Records pointing to named objects
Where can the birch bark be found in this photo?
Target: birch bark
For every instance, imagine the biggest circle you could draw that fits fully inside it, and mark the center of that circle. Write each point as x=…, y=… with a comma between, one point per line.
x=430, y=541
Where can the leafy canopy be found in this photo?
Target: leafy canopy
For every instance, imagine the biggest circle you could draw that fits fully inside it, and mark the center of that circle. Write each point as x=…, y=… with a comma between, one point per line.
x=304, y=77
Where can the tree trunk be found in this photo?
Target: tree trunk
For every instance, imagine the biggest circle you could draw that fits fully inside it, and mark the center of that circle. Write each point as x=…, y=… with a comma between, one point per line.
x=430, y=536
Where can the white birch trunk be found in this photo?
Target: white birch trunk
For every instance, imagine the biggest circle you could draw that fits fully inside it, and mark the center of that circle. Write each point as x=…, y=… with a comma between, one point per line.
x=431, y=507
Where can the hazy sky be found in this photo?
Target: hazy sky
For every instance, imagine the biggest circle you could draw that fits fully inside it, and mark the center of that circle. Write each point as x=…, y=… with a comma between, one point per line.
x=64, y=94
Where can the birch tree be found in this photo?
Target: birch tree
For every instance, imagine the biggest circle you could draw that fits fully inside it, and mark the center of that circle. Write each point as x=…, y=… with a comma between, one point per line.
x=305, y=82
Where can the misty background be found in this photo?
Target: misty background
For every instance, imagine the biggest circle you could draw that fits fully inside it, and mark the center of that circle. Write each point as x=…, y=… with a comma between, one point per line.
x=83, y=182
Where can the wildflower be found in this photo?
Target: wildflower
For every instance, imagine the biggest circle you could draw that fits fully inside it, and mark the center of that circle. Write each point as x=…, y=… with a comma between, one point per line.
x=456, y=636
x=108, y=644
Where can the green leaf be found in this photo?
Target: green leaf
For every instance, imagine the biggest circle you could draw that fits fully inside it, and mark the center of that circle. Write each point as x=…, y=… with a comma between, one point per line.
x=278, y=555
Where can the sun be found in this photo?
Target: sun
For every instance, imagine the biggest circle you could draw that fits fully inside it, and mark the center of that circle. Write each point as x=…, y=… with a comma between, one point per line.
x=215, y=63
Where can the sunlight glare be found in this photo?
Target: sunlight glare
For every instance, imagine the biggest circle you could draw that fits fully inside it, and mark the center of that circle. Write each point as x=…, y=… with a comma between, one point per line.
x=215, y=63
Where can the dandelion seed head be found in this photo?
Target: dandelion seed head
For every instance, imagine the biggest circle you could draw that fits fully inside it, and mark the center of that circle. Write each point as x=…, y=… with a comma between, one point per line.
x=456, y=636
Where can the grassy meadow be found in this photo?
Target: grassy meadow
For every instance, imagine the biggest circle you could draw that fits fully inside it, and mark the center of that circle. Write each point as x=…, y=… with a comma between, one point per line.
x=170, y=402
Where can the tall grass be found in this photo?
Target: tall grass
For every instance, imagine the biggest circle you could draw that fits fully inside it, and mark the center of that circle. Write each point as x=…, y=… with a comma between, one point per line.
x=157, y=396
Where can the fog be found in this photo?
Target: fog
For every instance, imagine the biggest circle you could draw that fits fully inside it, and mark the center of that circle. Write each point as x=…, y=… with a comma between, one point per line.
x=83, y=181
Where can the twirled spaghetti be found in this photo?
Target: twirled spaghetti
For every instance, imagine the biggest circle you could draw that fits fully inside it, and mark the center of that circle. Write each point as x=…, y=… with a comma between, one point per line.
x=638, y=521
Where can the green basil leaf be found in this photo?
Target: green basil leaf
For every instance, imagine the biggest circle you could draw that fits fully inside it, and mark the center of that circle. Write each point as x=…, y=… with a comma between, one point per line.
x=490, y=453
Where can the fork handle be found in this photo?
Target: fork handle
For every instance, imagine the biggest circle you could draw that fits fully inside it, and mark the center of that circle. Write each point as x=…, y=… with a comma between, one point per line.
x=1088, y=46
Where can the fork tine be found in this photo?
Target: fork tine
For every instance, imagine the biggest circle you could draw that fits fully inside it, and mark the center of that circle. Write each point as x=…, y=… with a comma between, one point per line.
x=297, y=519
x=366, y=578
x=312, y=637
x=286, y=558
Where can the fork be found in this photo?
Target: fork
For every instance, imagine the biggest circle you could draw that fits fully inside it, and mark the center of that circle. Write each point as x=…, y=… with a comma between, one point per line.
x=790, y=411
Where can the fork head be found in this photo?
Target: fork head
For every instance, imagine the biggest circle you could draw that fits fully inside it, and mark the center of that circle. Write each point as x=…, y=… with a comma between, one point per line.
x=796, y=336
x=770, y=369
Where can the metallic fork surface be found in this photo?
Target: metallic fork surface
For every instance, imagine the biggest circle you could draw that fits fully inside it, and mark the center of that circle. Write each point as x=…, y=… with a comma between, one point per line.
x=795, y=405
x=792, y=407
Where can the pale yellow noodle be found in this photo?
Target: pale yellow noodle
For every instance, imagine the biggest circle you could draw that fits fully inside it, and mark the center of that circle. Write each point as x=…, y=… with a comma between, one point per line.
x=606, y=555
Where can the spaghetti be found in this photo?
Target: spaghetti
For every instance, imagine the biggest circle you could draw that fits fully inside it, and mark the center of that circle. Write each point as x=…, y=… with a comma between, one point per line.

REQUIREMENT
Rename "instance" to "occurrence" everywhere in the listing, and write out the lines again with nothing else changed.

RESULT FOR THIS EXERCISE
Where can the birch bark be found in this photo?
Target: birch bark
For every occurrence, imagine the biggest circle you could draw that fits fully inside it, and mark the center of that circle. Write each point as x=…, y=… with a comma between, one point per line.
x=430, y=541
Where can the leafy canopy be found in this photo?
Target: leafy canopy
For every occurrence, imagine the biggest circle you could draw that fits fully inside it, and mark the center of that circle. Write each point as x=…, y=… with a comma between, one point per line.
x=304, y=77
Where can the tree trunk be found in this photo?
Target: tree trunk
For every occurrence, imagine the biggest circle you could draw that fits fully inside it, and mark the center of that circle. Write each point as x=…, y=… with a comma between, one point per line.
x=430, y=536
Where can the white birch trunk be found in this photo?
Target: white birch trunk
For every occurrence, imagine the biggest circle you could draw that fits fully inside it, and mark the center of that circle. Write each point as x=…, y=… with a comma between, one point per line.
x=431, y=507
Where can the hazy sky be found in this photo?
Target: hazy sky
For every occurrence, imagine the biggest circle you could draw that fits fully inside it, and mark the center of that circle. Write each point as x=…, y=… with a comma between, one point per line.
x=64, y=94
Where can the birch tree be found in this photo?
Target: birch tree
For every occurrence, imagine the biggest circle you could draw that fits fully inside it, and mark the center of that circle. Write each point as x=…, y=… with a comma between, one point per line.
x=305, y=82
Where can the misty background be found in this photo?
Target: misty background
For every occurrence, imagine the biggest circle you could draw that fits fully inside it, and mark the center of that circle. Write each point as x=…, y=… with a comma between, one point per line.
x=83, y=182
Where can the wildflower be found in this photo?
Target: wildflower
For every occurrence, imagine the biggest circle you could draw that fits fully inside it, and mark the center of that circle. Write each point as x=…, y=… with a comma between, one point per line.
x=456, y=636
x=108, y=644
Where can the green leaf be found in this photo?
Target: green leaf
For every occurrence, imagine the biggest circle you could draw that fits fully inside it, and mark the center of that circle. Write each point as x=…, y=… with a comma between, one point per line.
x=278, y=555
Where can the sun be found in this photo?
Target: sun
For every occurrence, imagine the biggest circle you could draw that fits fully inside it, and mark the center of that circle. Write each point as x=…, y=… with a comma between, one point per line.
x=215, y=63
Where can the sunlight glare be found in this photo?
Target: sunlight glare
For every occurrence, imagine the biggest circle you could draw that fits fully inside it, and mark the center of that circle. Write each point as x=…, y=… with a comma between, one point per line.
x=215, y=63
Where can the dandelion seed head be found in this photo?
Target: dandelion seed head
For every occurrence, imagine the biggest circle you could draw that fits fully inside it, and mark the center of that circle. Write each point as x=…, y=… with a comma between, one point per line.
x=456, y=636
Where can the grassy meadow be found in this photo?
Target: grassy meadow
For every occurrence, imagine the biggest circle you could draw that fits fully inside it, and mark the center of that circle. Write each point as x=…, y=… with a comma between, one point per line.
x=170, y=402
Where can the tall grass be found in this photo?
Target: tall grass
For every occurrence, imagine the biggest circle you could draw that fits fully inside it, and mark the center of that circle. Write each point as x=…, y=… with a comma between, one point per line.
x=157, y=396
Where can the fog be found in this photo?
Target: fog
For every occurrence, imagine the biggest circle you could draw that fits fully inside it, and mark the center of that circle. Write each point as x=…, y=… with a comma between, one point per line.
x=83, y=181
Where can the twirled spaghetti be found in this photo?
Target: twirled spaghetti
For every occurrence, imagine the biggest circle you could draw that fits fully inside it, and mark the center of that circle. Write each point as x=…, y=… with a comma between, one point per line.
x=638, y=521
Where can the green basil leaf be found in this photo?
Target: green basil leaf
For every occurrence, imagine the biggest circle you could draw that fits fully inside it, and mark the center of that circle. Write each point as x=…, y=… with a comma between, one point per line.
x=490, y=453
Where can the fork handle be found in this photo?
Target: fork handle
For every occurrence, imagine the biggest circle you could draw that fits fully inside it, and mark the center of that circle. Write each point as x=…, y=… with a comma between, one point per line.
x=1088, y=46
Where can the fork tine be found in this photo?
Target: fork tine
For every occurrence, imagine the biggest circle you could draw that fits fully inside it, and mark the center of that circle. Write each point as x=…, y=… with a comma between, one point per line.
x=297, y=519
x=366, y=578
x=312, y=637
x=286, y=558
Where can the fork be found in this photo?
Target: fork
For every occurrence, imagine the biggest circle you could draw that fits fully inside it, and mark the center of that circle. Write each point as x=…, y=… with a comma between, one point per line.
x=790, y=411
Where can the fork head be found in this photo?
Target: fork head
For every occurrence, imagine the biggest circle you could draw that fits fully inside it, and mark the center of that circle. Write each point as x=…, y=… with a comma between, one point per line.
x=796, y=336
x=770, y=369
Where can the metallic fork surface be found in this photo?
Target: metallic fork surface
For every occurrence, imagine the biggest circle you could draw that fits fully inside it, and mark the center of that circle. Write each point as x=…, y=… with a comma between, one point per line.
x=795, y=405
x=792, y=407
Where can the pale yellow noodle be found in this photo?
Target: pale yellow noodle
For every occurrence, imagine the biggest circle you could draw that fits fully inside it, and mark the center of that circle. Write each point as x=…, y=… with a comma between, one point per line.
x=606, y=555
Where can the spaghetti be found in this photo?
Target: spaghetti
For every occurrence, imagine the biggest circle you could draw that fits fully inside it, and mark the center of that circle. Write each point as x=…, y=… with a comma between, one point per line.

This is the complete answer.